연습 문제: 아래 줄 가운데 "below"라는 문자열이 들어 있는 줄의 개수를 숫자로만 쓰세요. 대소문자를 구분합니다.

제공된 자료:
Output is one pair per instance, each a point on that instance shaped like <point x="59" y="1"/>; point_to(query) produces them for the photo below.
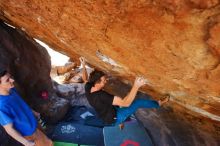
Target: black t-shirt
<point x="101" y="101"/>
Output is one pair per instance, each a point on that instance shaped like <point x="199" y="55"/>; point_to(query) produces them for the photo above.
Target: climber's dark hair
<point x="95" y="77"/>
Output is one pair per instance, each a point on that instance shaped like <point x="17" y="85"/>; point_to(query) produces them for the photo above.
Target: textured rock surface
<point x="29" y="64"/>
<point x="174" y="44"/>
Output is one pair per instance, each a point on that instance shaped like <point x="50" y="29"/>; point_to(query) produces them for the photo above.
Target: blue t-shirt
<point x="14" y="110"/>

==

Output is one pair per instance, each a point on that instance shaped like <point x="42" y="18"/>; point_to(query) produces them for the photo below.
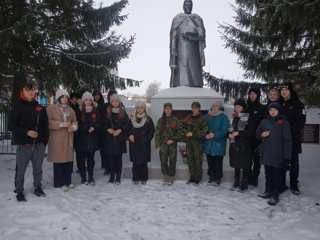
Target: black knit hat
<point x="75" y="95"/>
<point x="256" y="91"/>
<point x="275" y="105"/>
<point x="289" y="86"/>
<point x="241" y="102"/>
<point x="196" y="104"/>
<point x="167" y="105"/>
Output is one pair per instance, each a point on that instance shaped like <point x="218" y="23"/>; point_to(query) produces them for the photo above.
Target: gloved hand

...

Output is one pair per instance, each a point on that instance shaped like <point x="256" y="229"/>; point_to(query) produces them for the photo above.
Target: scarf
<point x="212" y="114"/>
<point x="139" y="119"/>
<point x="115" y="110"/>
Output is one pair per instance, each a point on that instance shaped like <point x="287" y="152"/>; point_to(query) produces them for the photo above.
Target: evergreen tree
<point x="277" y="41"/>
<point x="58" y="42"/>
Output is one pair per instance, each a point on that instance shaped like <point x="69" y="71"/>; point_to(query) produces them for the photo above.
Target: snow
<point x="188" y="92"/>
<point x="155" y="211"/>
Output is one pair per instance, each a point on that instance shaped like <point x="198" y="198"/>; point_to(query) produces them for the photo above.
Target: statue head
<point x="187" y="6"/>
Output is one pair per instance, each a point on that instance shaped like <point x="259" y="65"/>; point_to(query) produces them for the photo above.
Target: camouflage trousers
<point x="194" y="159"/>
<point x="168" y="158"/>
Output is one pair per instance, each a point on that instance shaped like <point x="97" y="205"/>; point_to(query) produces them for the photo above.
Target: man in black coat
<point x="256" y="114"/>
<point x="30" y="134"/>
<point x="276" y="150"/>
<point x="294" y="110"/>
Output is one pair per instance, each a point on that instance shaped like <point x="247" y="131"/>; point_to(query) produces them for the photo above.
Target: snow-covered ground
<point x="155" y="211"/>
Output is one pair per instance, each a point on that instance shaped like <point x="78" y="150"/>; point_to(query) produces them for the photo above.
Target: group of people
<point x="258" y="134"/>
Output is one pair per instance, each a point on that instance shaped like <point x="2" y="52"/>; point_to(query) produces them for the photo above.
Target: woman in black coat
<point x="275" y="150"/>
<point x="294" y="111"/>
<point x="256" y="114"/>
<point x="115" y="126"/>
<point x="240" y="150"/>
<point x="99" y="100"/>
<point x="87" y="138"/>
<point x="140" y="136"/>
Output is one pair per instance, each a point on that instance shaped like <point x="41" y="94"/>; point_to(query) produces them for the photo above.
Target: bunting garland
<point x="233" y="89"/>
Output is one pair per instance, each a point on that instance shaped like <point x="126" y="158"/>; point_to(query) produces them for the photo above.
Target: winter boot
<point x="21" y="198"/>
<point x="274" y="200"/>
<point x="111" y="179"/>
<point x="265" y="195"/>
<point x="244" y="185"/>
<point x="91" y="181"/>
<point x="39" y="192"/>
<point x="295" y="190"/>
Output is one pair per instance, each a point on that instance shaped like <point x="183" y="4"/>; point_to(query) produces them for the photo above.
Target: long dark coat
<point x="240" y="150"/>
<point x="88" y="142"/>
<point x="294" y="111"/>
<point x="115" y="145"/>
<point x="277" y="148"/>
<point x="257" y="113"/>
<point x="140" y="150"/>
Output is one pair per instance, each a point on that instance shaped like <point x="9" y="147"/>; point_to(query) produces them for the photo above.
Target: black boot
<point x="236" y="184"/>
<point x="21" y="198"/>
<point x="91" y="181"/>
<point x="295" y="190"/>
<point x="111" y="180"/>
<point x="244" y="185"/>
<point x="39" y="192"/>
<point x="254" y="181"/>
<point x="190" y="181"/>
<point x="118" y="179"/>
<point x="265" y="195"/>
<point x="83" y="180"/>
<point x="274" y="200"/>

문제 풀이: 2